▸ **TASK TO CARRY OUT**
Extract the full set of records that follows, word for word.

▸ **PROVIDED RECORDS**
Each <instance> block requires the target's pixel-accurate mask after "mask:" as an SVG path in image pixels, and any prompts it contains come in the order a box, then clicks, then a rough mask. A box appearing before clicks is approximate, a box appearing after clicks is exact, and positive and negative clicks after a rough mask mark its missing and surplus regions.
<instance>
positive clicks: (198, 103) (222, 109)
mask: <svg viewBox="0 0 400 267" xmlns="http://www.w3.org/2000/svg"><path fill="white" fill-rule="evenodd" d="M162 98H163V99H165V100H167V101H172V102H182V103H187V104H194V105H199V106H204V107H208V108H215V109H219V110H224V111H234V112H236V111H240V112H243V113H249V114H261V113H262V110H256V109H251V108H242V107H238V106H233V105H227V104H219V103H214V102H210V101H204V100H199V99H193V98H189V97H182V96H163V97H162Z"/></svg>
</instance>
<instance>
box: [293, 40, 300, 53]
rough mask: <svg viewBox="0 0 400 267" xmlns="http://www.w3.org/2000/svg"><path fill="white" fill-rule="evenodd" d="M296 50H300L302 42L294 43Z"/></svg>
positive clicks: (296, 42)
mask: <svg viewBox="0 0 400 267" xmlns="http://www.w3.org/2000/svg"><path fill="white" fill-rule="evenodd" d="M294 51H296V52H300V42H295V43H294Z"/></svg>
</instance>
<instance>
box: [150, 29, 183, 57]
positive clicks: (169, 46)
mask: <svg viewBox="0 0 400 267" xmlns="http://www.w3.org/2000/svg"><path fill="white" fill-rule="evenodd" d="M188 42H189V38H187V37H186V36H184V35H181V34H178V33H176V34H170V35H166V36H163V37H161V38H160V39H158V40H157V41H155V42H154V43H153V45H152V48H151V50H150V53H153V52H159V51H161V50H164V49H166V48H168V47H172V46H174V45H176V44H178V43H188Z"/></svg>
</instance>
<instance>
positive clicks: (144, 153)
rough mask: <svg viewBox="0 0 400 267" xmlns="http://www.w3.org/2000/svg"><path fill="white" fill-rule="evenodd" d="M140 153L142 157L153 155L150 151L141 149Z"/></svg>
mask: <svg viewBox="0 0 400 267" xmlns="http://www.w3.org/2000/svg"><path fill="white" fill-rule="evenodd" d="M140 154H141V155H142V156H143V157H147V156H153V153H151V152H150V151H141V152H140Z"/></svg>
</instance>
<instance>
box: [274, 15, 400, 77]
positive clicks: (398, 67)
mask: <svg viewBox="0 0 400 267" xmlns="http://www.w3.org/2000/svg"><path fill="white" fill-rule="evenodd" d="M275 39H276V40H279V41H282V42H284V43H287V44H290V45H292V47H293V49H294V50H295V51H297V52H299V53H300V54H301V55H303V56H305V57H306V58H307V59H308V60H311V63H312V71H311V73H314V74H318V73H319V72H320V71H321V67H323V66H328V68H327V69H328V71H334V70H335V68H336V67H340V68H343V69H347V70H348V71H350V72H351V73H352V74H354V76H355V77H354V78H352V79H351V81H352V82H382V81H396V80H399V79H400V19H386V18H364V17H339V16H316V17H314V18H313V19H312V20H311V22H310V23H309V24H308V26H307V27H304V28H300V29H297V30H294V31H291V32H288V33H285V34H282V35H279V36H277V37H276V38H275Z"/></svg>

▸ **ANSWER BOX**
Each <instance> block requires the target's pixel-accurate mask after "mask:" as an SVG path in image pixels, and any prompts it contains come in the order a box, then clicks, then a rough mask. A box appearing before clicks is approximate, a box appearing after clicks is exact, and positive and negative clicks after a rough mask mark its missing and surplus regions.
<instance>
positive clicks: (198, 103) (222, 109)
mask: <svg viewBox="0 0 400 267" xmlns="http://www.w3.org/2000/svg"><path fill="white" fill-rule="evenodd" d="M162 98H163V99H165V100H167V101H172V102H182V103H187V104H194V105H199V106H204V107H208V108H215V109H219V110H224V111H234V112H236V111H240V112H243V113H249V114H261V113H262V110H256V109H251V108H242V107H238V106H233V105H227V104H219V103H214V102H210V101H204V100H199V99H193V98H189V97H182V96H163V97H162Z"/></svg>
</instance>
<instance>
box: [293, 40, 300, 53]
rough mask: <svg viewBox="0 0 400 267" xmlns="http://www.w3.org/2000/svg"><path fill="white" fill-rule="evenodd" d="M296 50H300L302 42L294 43Z"/></svg>
positive clicks: (296, 42)
mask: <svg viewBox="0 0 400 267" xmlns="http://www.w3.org/2000/svg"><path fill="white" fill-rule="evenodd" d="M294 51H296V52H300V42H295V43H294Z"/></svg>
</instance>
<instance>
box: [150, 29, 183, 57]
positive clicks: (169, 46)
mask: <svg viewBox="0 0 400 267" xmlns="http://www.w3.org/2000/svg"><path fill="white" fill-rule="evenodd" d="M188 42H189V38H187V37H186V36H184V35H181V34H178V33H176V34H170V35H166V36H163V37H161V38H160V39H158V40H157V41H155V42H154V43H153V45H152V48H151V50H150V53H153V52H159V51H161V50H164V49H166V48H168V47H172V46H174V45H176V44H178V43H188Z"/></svg>
</instance>
<instance>
positive clicks: (144, 153)
rough mask: <svg viewBox="0 0 400 267" xmlns="http://www.w3.org/2000/svg"><path fill="white" fill-rule="evenodd" d="M140 153L142 157L153 155L150 151L141 149Z"/></svg>
mask: <svg viewBox="0 0 400 267" xmlns="http://www.w3.org/2000/svg"><path fill="white" fill-rule="evenodd" d="M140 154H141V155H142V156H143V157H147V156H153V153H151V152H150V151H141V152H140Z"/></svg>
</instance>
<instance>
box: [274, 15, 400, 77]
positive clicks: (398, 67)
mask: <svg viewBox="0 0 400 267" xmlns="http://www.w3.org/2000/svg"><path fill="white" fill-rule="evenodd" d="M275 39H276V40H279V41H282V42H284V43H287V44H290V45H292V47H293V49H294V50H295V51H297V52H299V53H300V54H301V55H303V56H305V57H306V58H307V59H308V60H311V63H312V71H311V73H314V74H318V73H319V72H320V71H321V67H323V66H328V68H327V69H328V71H334V70H335V68H336V67H340V68H343V69H347V70H348V71H350V72H351V73H352V74H354V76H355V77H354V78H352V79H351V81H352V82H382V81H396V80H399V79H400V19H386V18H364V17H339V16H316V17H314V18H313V19H312V20H311V22H310V23H309V24H308V26H307V27H304V28H300V29H297V30H294V31H291V32H288V33H285V34H282V35H279V36H277V37H276V38H275Z"/></svg>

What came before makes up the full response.